— Articolo —
╭──

CORTE DI CASSAZIONE – Ordinanza 05 giugno 2020, n. 10713
Accertamento – Tributi – Vendite immobiliari – Maggiori ricavi societari non contabilizzati
Rilevato che
– con sentenza n. 134/15/13 depositata in data 4 novembre 2013, non notificata, la Commissione tributaria regionale del Veneto, sezione staccata di Verona, rigettava l’appello proposto da M. s.r.l., M. s.r.l., A.M., G.M., M.C.R., M.G., quali soci, nei confronti dell’Agenzia delle entrate, in persona del Direttore prò tempore, avverso la sentenza n. 142/01/12 della Commissione tributaria provinciale di Verona che aveva rigettato il ricorso proposto dalle suddette società e dai soci avverso gli avvisi di accertamento con i quali l’Agenzia delle entrate aveva ricostruito induttivamente: a) nei confronti delle società maggiori ricavi non contabilizzati, ai fini Ires, Irap e Iva, per l’anno 2005, in relazione a vendite immobiliari, concluse da queste ultime per il 50% di propria competenza, ad un prezzo risultato superiore a quello indicato nei rispettivi rogiti; b)nei confronti dei soci un maggiore reddito da partecipazione ai fini Irpef e add. com. e reg.;
– la CTR, in punto di diritto ha osservato che:l) il secondo motivo di appello- con cui le società e i soci avevano dedotto l’erroneo richiamo nella sentenza di primo grado ai valori FIAIP, stante l’erronea determinazione induttiva dei maggiori ricavi per mancata riduzione del 50% in relazione alla metratura dei garages – era inammissibile, essendo nuovo, e, comunque, nel merito infondato, costituendo la congruenza o meno dei corrispettivi con i valori FIAIP una tessera di un mosaico probatorio più ampio; 2) il terzo motivo di appello -circa l’assunto mancato riconoscimento dei maggiori costi occulti che le società avrebbero sostenuto per l’acquisto dell’area di costruzione degli immobili compravenduti – era infondato in quanto non solo non vi era alcuna prova circa la veridicità delle affermazioni dei contribuenti ma anzi queste offrivano un indubbio elemento di valutazione sull’intera vicenda partendo dal presupposto che già il prezzo di acquisto dell’area contenesse una parte illegale non denunciata;
– avverso la sentenza della CTR, le società e i soci propongono ricorso per cassazione affidato a due articolati motivi, cui resiste, con controricorso, l’Agenzia delle entrate;
– i ricorrenti hanno depositato memoria ex art. 380bis. 1 c.p.c.;
– il ricorso è stato fissato in camera di consiglio, ai sensi dell’art. 375, secondo comma, e dell’art. 380-bis. 1 cod. proc. civ., introdotti dall’art. 1 -bis del d.l. 31 agosto 2016, n. 168, convertito, con modificazioni, dalla legge 25 ottobre 2016, n. 197.

╰──

— Istruzioni dell'esercizio —
- 1) Rispondi a queste domande sull'ordinanza:
(a) Quale commissione ha emesso la sentenza n. 134/15/13?
(b) Per quale anno l'Agenzia delle entrate ha ricostruito i maggiori ricavi non contabilizzati delle società?
(c) Con quale atto l'Agenzia delle entrate resiste al ricorso per cassazione?
- 2) Nei record, riscrivi il tratto che va dall'inizio fino alla riga che contiene "pixel 207 20", compresa, sostituendo "marker" con "pin" e lasciando invariato tutto il resto. Ometti le immagini.

— Materiale di lavoro —
╭──

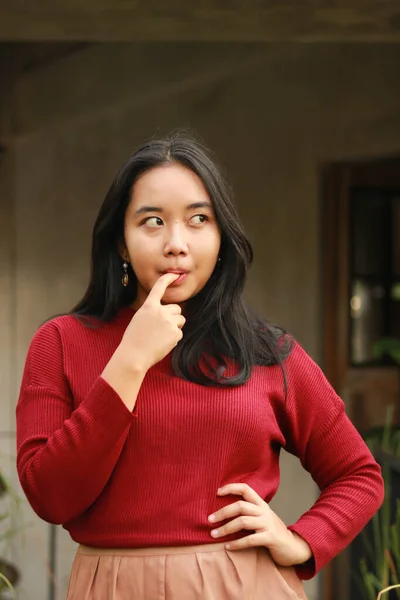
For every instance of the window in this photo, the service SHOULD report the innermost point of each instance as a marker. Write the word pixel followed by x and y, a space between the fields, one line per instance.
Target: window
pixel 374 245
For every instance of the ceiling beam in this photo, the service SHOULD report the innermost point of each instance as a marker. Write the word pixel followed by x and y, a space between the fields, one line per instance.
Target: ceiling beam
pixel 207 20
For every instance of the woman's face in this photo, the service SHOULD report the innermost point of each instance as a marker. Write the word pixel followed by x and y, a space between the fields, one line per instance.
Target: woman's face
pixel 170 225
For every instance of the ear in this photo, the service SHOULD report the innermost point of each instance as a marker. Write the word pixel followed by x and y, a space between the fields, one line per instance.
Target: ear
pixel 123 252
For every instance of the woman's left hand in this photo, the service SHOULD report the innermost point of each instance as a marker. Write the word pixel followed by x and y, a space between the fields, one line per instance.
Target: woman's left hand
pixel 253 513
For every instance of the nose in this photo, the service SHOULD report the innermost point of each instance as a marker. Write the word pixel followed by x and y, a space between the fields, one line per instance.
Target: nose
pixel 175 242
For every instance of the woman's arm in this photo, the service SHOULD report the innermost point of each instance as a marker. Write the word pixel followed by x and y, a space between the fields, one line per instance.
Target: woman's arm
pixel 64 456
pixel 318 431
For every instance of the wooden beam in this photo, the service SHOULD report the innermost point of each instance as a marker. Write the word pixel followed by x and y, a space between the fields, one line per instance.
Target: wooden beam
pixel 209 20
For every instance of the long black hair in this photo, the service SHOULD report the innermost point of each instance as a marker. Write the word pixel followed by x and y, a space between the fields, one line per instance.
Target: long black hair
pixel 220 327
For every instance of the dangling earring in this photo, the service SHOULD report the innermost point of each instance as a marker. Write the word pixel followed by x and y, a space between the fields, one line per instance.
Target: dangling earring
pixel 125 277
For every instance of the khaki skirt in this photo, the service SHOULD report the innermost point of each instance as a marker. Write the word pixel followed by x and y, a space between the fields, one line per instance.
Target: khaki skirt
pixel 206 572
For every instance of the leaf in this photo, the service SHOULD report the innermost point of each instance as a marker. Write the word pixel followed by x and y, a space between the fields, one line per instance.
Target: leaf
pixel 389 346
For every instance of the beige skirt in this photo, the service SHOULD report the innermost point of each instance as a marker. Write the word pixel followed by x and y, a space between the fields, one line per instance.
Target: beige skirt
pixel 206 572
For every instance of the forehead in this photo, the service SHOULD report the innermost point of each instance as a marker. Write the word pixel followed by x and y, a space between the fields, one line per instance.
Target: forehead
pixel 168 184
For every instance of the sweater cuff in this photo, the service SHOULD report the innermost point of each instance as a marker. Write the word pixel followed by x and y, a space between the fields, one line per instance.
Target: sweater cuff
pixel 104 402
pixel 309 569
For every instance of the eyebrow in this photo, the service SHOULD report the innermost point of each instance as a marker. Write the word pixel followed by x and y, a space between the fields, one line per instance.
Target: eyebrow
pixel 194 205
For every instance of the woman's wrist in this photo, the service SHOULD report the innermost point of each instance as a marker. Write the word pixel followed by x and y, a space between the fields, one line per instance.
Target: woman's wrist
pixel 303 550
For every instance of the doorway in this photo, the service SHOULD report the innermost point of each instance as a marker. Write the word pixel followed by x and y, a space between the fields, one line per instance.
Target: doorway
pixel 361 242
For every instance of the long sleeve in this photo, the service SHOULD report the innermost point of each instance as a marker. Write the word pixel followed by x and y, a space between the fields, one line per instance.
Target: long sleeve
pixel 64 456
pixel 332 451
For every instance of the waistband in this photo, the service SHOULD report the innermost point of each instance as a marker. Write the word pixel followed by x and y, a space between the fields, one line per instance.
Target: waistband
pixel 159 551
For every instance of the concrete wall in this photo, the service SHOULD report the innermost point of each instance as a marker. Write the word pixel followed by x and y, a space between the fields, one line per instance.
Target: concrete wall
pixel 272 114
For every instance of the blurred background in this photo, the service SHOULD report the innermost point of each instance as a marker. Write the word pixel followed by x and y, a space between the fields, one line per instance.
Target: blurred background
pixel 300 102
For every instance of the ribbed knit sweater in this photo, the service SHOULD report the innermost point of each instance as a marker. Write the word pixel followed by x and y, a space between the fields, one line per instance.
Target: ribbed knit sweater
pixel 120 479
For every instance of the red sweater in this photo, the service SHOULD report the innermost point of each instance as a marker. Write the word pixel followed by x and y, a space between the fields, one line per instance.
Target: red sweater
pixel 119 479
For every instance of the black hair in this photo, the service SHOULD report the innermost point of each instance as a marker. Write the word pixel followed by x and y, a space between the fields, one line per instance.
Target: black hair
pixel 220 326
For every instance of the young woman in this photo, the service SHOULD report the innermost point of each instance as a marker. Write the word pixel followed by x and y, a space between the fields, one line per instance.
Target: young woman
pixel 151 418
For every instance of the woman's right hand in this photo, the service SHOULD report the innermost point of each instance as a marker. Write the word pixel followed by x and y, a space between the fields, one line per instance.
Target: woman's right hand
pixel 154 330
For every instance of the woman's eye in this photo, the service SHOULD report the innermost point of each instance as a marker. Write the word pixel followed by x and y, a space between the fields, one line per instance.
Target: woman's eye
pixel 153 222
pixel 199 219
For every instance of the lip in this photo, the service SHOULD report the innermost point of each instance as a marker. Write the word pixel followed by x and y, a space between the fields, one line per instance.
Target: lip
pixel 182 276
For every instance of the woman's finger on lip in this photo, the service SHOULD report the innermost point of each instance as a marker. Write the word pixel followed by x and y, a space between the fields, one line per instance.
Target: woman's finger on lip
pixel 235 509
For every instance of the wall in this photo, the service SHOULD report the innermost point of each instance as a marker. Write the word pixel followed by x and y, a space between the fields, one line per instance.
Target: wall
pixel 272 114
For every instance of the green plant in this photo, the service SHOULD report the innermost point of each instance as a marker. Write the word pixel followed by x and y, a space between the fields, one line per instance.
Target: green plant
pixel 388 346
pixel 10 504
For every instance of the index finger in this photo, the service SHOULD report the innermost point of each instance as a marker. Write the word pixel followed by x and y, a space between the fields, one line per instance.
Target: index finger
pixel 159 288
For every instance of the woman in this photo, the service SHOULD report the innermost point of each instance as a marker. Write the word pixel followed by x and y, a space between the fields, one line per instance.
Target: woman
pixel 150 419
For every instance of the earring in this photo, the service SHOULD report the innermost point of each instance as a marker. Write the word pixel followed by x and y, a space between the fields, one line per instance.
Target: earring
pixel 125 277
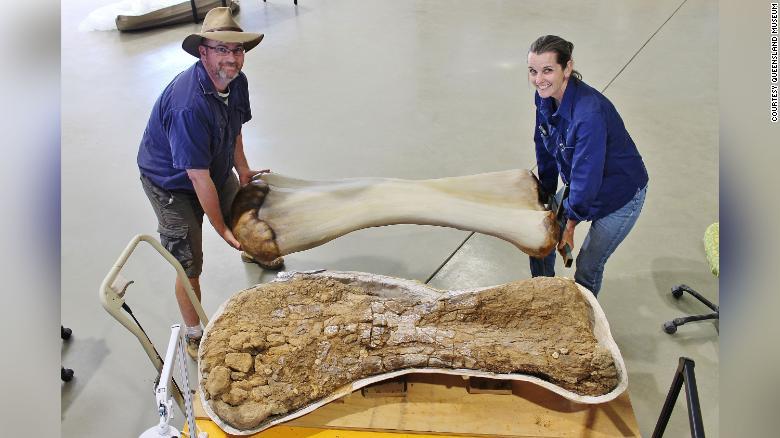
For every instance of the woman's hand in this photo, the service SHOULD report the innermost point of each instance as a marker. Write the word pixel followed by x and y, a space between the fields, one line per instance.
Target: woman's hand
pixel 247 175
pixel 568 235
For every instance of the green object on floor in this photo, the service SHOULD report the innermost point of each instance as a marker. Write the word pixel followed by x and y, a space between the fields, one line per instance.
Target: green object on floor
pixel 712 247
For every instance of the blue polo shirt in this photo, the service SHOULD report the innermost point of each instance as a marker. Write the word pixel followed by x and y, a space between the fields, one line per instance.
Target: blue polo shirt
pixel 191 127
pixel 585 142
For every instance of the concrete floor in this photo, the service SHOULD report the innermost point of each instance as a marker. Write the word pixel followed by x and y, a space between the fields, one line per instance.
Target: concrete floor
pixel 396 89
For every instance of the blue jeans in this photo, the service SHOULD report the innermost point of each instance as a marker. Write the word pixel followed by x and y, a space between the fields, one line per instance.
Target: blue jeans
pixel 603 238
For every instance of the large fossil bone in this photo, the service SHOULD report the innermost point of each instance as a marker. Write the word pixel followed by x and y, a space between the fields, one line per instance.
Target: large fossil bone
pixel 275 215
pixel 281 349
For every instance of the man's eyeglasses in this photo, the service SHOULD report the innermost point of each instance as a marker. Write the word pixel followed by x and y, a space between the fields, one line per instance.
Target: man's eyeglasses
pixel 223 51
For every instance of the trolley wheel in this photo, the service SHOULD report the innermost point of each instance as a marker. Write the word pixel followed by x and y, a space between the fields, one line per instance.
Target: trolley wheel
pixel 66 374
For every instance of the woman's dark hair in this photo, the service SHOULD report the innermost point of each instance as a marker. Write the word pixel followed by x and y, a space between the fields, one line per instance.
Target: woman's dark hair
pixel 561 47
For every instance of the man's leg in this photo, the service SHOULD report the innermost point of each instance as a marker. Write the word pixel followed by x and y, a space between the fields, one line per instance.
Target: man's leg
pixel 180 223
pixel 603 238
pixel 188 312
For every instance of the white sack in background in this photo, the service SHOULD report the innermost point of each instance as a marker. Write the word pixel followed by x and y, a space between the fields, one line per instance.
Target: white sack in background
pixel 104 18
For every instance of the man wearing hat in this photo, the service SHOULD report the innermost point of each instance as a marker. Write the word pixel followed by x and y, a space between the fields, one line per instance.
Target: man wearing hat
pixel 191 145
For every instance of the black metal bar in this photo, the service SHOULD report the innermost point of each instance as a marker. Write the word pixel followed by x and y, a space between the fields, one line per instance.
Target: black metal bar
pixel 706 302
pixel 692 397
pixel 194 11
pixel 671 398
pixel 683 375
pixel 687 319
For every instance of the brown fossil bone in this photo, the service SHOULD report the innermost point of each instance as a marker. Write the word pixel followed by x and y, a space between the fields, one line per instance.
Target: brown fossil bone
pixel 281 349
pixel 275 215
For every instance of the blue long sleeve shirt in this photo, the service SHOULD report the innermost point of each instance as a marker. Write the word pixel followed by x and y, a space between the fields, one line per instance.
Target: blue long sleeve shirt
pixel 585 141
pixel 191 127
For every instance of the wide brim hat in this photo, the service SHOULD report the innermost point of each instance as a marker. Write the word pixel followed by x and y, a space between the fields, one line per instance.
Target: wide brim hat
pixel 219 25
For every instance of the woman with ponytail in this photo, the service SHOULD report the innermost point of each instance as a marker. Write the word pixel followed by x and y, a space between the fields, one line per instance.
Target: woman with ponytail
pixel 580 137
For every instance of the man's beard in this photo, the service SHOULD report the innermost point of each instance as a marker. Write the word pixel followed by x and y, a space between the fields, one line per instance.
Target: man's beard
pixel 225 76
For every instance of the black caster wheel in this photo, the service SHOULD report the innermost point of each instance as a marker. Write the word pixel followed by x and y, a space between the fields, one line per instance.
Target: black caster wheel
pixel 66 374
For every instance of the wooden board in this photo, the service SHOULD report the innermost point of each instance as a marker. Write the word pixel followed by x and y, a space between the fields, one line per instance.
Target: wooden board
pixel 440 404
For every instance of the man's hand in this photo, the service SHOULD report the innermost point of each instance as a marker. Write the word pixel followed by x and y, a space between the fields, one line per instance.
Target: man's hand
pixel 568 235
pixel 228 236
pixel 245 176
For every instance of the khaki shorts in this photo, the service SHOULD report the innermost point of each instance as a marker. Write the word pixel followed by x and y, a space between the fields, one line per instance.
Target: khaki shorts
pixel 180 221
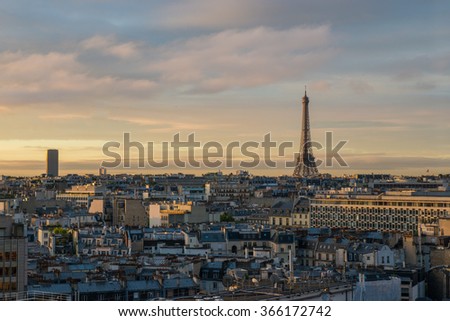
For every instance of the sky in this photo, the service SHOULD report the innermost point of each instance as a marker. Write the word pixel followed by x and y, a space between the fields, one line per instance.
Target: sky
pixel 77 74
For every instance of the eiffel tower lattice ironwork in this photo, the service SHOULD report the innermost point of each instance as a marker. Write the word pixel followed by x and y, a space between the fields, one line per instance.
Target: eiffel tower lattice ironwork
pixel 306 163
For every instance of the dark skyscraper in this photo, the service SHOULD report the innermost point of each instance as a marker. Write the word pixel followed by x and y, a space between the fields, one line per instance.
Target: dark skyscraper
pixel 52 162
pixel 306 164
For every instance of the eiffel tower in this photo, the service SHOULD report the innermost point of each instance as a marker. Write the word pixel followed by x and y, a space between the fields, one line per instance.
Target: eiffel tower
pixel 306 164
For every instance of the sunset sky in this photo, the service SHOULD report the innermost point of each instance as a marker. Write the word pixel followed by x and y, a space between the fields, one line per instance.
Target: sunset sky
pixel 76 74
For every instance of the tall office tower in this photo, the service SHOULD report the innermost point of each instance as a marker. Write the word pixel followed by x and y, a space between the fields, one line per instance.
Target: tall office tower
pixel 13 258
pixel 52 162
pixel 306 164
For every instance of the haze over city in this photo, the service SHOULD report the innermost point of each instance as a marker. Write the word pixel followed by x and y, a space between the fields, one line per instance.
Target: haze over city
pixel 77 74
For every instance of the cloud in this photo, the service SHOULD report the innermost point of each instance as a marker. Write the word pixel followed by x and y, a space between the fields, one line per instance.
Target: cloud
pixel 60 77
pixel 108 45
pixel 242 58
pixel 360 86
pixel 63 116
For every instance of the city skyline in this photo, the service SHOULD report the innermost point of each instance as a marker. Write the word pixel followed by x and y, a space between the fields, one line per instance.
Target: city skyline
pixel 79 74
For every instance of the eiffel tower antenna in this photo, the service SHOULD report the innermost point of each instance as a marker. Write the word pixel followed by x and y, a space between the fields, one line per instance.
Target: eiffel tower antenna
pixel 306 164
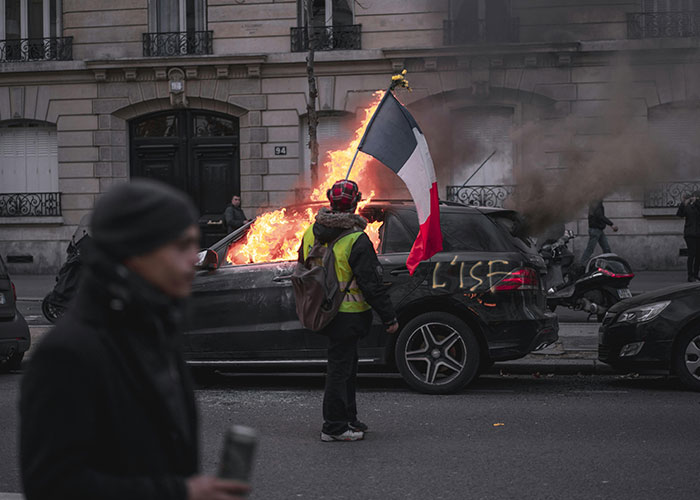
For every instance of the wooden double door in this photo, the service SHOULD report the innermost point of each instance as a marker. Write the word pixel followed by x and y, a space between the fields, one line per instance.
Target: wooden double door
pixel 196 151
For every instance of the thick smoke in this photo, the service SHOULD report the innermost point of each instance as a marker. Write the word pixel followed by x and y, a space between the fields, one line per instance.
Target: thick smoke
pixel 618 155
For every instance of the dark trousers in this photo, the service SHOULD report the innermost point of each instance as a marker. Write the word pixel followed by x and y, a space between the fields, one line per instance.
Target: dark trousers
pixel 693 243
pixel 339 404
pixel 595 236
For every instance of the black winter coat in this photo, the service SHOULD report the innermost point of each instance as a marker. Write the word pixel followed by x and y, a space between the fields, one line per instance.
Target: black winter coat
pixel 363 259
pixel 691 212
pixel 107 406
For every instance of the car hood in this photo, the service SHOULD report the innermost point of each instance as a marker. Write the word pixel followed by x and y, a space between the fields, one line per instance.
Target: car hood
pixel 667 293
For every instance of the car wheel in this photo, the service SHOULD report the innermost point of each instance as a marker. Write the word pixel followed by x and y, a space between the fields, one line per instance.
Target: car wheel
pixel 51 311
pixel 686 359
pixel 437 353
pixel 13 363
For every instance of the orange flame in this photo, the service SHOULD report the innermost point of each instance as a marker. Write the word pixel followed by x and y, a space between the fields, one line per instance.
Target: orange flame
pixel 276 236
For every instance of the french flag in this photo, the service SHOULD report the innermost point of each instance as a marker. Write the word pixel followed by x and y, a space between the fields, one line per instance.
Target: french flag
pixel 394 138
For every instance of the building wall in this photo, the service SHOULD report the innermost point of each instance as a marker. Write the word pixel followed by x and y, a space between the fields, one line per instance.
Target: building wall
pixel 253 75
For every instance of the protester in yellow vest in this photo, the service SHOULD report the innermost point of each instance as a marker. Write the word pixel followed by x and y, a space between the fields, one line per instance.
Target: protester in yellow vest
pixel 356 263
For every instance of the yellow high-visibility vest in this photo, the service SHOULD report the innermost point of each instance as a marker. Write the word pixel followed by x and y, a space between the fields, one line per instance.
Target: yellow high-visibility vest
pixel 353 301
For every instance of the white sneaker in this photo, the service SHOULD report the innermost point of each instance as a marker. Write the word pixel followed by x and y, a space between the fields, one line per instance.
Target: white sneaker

╰──

— Risposte attese —
- 1)
(a) La Commissione tributaria regionale del Veneto, sezione staccata di Verona.
(b) Per l'anno 2005.
(c) Con controricorso.

- 2)
For every instance of the window in this photo, the service SHOULD report the innermost point of each instance as a pin. Write the word pixel followed by x and y, a space between the fields, one line per instance.
Target: window
pixel 374 245
For every instance of the ceiling beam in this photo, the service SHOULD report the innermost point of each instance as a pin. Write the word pixel followed by x and y, a space between the fields, one line per instance.
Target: ceiling beam
pixel 207 20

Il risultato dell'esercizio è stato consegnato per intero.